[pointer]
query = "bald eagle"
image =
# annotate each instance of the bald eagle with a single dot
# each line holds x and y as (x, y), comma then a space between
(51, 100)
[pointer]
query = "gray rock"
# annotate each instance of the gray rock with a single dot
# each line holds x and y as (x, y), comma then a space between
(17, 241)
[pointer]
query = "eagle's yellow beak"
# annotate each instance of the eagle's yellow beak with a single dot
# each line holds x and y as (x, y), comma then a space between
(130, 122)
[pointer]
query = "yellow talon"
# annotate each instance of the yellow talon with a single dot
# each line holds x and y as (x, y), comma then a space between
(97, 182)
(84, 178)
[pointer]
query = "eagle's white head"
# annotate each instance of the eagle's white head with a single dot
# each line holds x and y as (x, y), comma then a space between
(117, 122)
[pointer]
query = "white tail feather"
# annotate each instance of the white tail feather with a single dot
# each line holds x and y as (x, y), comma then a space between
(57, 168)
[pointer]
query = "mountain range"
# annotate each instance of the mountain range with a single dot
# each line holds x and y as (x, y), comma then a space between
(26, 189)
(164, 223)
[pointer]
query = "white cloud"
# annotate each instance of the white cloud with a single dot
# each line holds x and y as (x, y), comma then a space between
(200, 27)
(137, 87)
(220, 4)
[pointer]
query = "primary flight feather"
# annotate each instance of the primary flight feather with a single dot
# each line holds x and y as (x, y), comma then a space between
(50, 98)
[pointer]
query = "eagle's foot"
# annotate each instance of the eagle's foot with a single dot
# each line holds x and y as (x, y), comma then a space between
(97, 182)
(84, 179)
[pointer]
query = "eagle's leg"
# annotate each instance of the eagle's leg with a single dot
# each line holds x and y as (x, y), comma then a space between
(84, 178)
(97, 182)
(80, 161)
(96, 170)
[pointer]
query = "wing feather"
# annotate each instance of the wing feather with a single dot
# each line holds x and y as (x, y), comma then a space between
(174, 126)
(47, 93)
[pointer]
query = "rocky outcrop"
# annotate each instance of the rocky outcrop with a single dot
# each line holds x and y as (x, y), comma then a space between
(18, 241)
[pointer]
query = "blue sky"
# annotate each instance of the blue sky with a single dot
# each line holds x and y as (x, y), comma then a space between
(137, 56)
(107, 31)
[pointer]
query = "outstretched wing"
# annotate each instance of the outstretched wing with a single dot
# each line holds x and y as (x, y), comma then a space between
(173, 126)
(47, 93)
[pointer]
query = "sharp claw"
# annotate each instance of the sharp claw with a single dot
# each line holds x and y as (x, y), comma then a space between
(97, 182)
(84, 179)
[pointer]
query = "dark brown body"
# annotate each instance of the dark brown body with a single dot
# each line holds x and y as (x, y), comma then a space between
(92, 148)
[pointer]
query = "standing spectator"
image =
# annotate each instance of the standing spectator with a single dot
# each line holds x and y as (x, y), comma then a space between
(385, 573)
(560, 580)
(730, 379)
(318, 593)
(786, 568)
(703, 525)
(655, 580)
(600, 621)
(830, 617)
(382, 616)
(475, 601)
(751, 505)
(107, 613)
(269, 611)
----------------
## Given request
Every record above needs to be repeated word for word.

## Final answer
[pointer]
query = "bald eagle"
image =
# annotate each instance of the bald eagle with a single dot
# each line holds x and y as (x, y), comma then a space between
(51, 100)
[pointer]
query = "gray rock"
# annotate each instance of the gray rock with a single dot
# each line holds x and y as (x, y), comma then a space between
(17, 241)
[pointer]
query = "eagle's yellow beak"
# annotate each instance of the eagle's yellow beak with a single dot
# each line holds x and y as (x, y), comma then a space between
(130, 122)
[pointer]
query = "yellow talon"
# annotate each instance of the yellow talon with a single dot
# each line holds x and y as (x, y), comma then a space between
(97, 182)
(84, 178)
[pointer]
query = "eagle's white head"
# annotate each instance of the eagle's white head with a single dot
# each line holds x and y as (x, y), comma then a space between
(117, 122)
[pointer]
query = "white tail feather"
# annotate each instance of the white tail feather with a single dot
# each line holds x and y as (x, y), comma then a space between
(57, 168)
[pointer]
query = "mountain range"
# annotate each instance of the mountain range with a single dot
# each line holds x and y as (x, y), comma then a space between
(26, 189)
(164, 223)
[pointer]
query = "white cloud"
# annotate each instance of the white cloud with a single dot
# each line holds x and y as (x, y), comma then a space between
(200, 27)
(137, 87)
(220, 4)
[pointer]
query = "primary flight feather"
# annotate each instance of the primary flight feather with a single dot
# each line holds x and y as (x, y), comma then a space between
(50, 98)
[pointer]
query = "eagle's foot"
# annotate each instance of the eagle's foot with a single dot
# each line holds x and y as (x, y), comma then a space between
(97, 182)
(84, 179)
[pointer]
query = "eagle's leg"
# annotate each instance of the eagle's leg with a single dot
# each line holds x and y as (x, y), comma then a space between
(84, 178)
(97, 182)
(80, 161)
(96, 170)
[pointer]
query = "wing feather"
# annotate each instance of the wing feather with a single dot
# each line holds x and y as (x, y), comma then a space between
(174, 126)
(47, 93)
[pointer]
query = "rocky outcrop"
# annotate each instance of the rocky outcrop with a single dot
# each line holds x and y as (x, y), comma then a space between
(18, 241)
[pointer]
query = "blue sky"
# annotate each instance of the blue sky with a single dot
# each line holds x and y as (x, y), comma then a space between
(137, 56)
(107, 31)
[pointer]
query = "outstretched wing"
# annotate each instance of the outstretched wing with a single dot
# each line holds x and y as (x, y), comma then a space between
(173, 126)
(47, 93)
[pointer]
query = "sharp claw"
# annotate each instance of the sharp claw with a single dot
# each line holds x and y as (x, y), comma then a space between
(97, 182)
(84, 179)
[pointer]
query = "dark brown body"
# annotate each instance of the dark brown body with a single dot
# each line holds x and y as (x, y), comma then a space between
(92, 148)
[pointer]
query = "standing spectator"
image =
# annotate each instance of the standing spectator with a single dot
# each line holds x and y as (x, y), comma then a space between
(385, 573)
(560, 580)
(730, 379)
(318, 593)
(786, 568)
(703, 525)
(655, 580)
(600, 621)
(830, 617)
(382, 616)
(475, 601)
(751, 505)
(107, 613)
(269, 611)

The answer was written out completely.